PROBLEM STATEMENT: What you return must match the listing below word for word.

DATASET RECORDS:
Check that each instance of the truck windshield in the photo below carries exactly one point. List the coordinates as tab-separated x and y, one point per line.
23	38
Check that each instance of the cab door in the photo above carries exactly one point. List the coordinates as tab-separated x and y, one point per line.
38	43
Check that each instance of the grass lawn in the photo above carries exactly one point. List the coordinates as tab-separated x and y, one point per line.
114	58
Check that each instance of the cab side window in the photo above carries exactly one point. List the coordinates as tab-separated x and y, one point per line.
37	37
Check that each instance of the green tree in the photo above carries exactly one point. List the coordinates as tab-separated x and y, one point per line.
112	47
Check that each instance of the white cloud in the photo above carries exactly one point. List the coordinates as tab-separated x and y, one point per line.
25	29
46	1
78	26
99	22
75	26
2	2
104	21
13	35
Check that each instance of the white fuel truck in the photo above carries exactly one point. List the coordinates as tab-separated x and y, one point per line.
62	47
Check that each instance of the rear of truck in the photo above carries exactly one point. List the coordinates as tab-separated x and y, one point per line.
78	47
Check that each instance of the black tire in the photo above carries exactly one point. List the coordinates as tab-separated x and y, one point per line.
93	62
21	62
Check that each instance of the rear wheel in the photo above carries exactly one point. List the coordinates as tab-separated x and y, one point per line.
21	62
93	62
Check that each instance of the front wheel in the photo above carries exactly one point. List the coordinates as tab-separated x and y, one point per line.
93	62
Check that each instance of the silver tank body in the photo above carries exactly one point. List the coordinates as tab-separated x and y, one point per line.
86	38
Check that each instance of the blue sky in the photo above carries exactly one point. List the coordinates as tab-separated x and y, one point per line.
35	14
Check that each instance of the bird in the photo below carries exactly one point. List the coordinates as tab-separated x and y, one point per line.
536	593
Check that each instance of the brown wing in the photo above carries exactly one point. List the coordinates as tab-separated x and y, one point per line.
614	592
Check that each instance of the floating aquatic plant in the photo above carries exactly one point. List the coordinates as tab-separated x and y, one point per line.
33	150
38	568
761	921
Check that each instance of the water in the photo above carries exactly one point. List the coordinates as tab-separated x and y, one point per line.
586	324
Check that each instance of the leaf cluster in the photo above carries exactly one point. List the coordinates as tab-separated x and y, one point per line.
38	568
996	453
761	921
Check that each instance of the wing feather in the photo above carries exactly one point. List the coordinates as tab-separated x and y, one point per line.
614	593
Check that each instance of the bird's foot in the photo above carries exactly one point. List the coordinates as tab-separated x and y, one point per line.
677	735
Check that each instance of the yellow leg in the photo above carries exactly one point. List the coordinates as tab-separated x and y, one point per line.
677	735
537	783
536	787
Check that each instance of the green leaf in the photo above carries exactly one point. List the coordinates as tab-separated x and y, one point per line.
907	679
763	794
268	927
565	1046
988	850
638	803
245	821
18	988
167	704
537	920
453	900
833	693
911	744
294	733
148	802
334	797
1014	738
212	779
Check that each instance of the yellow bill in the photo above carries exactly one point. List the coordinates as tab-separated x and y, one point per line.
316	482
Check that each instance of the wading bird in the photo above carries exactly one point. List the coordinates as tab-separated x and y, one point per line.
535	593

FINISHED TASK:
Check that each instance of the truck windshield in the photo below carries exactly one point. List the coordinates as tab-separated x and y, one point per line.
23	38
Check that each instance of the cab door in the photo above carries exactly one point. List the coordinates as tab-separated x and y, one point per line.
38	43
Check that each instance of the grass lawn in the photo above carries exactly one point. List the coordinates as tab-separated x and y, one point per line.
114	58
Check that each instance of the cab side window in the photo above carries exactly one point. List the coordinates as tab-separated x and y, one point per line.
37	37
Check that each instance of the green tree in the photo above carries exactly one point. List the coordinates as tab-separated x and y, one point per line.
112	47
Check that each instance of the white cloud in the photo above carries exactly one point. List the coordinates as tab-separated x and y, one point per line.
25	29
46	1
78	26
99	22
75	26
2	2
104	21
13	35
Check that each instance of the white fuel truck in the photo above carries exactly one point. List the coordinates as tab-separated x and y, one point per line.
62	47
Check that each instance of the rear of truck in the photo above carries exactly one point. List the coordinates as tab-separated x and y, one point per line.
78	47
Check that each instance of the black tire in the photo above carries exactly one point. List the coordinates as tab-separated x and y, one point per line.
93	62
21	62
Check that each instance of the rear wheel in the photo above carries exactly one point. List the coordinates as tab-separated x and y, one point per line.
21	62
93	62
Check that each instance of the front wheel in the photo above carries exactly one point. List the coordinates as tab-separated x and y, one point per line.
93	62
Check that each instance of the silver tank body in the photo above carries exactly one point. List the coordinates as tab-separated x and y, one point per line.
86	38
Check that each instance of the blue sky in the photo above carries exactly one point. List the coordinates as tab-separated x and y, one point per line.
35	14
Check that each instance of the bird in the photo below carries exactly one point. List the coordinates as tab-separated x and y, one point per line.
536	593
Check that each instance of the brown wing in the photo above carries exactly one point. List the coordinates as tab-separated x and y, one point per line.
614	592
Check that each instance of the floating aquatic plant in the photo above carries exactly one point. List the coordinates as tab-separated x and y, one point per line.
33	150
38	568
761	921
Check that each instance of the water in the photo above carries exactly one point. List the coordinates as tab-separated x and y, one point per line.
586	324
Check that each instance of the leaf cluster in the photo above carries exactly one point. List the coordinates as tab-separated x and y, one point per line.
38	568
996	453
761	921
Check that each instance of the wing feather in the photo above carries exactly one point. List the coordinates as tab-separated x and y, one point per line.
614	593
Check that each instance of the bird's foot in the photo above carries exactly one point. List the coordinates as tab-separated x and y, one point per line.
677	735
Check that each instance of the yellow leg in the photo above carries exactly one point. List the coordinates as tab-separated x and y, one point per line.
677	735
537	783
536	787
Check that each instance of the green leaf in the photo above carries exactly one point. List the coordinates as tab-separated x and y, one point per line.
907	679
763	794
268	927
565	1046
988	850
638	803
245	821
18	988
167	704
537	920
453	900
833	693
911	744
294	733
148	802
334	797
1014	738
212	779
Check that each instance of the yellow bill in the photo above carries exactly one point. List the coordinates as tab-separated x and y, one point per line.
316	482
Check that each instance of the wading bird in the photo above carries exactly one point. List the coordinates as tab-separated x and y, one point per line.
535	593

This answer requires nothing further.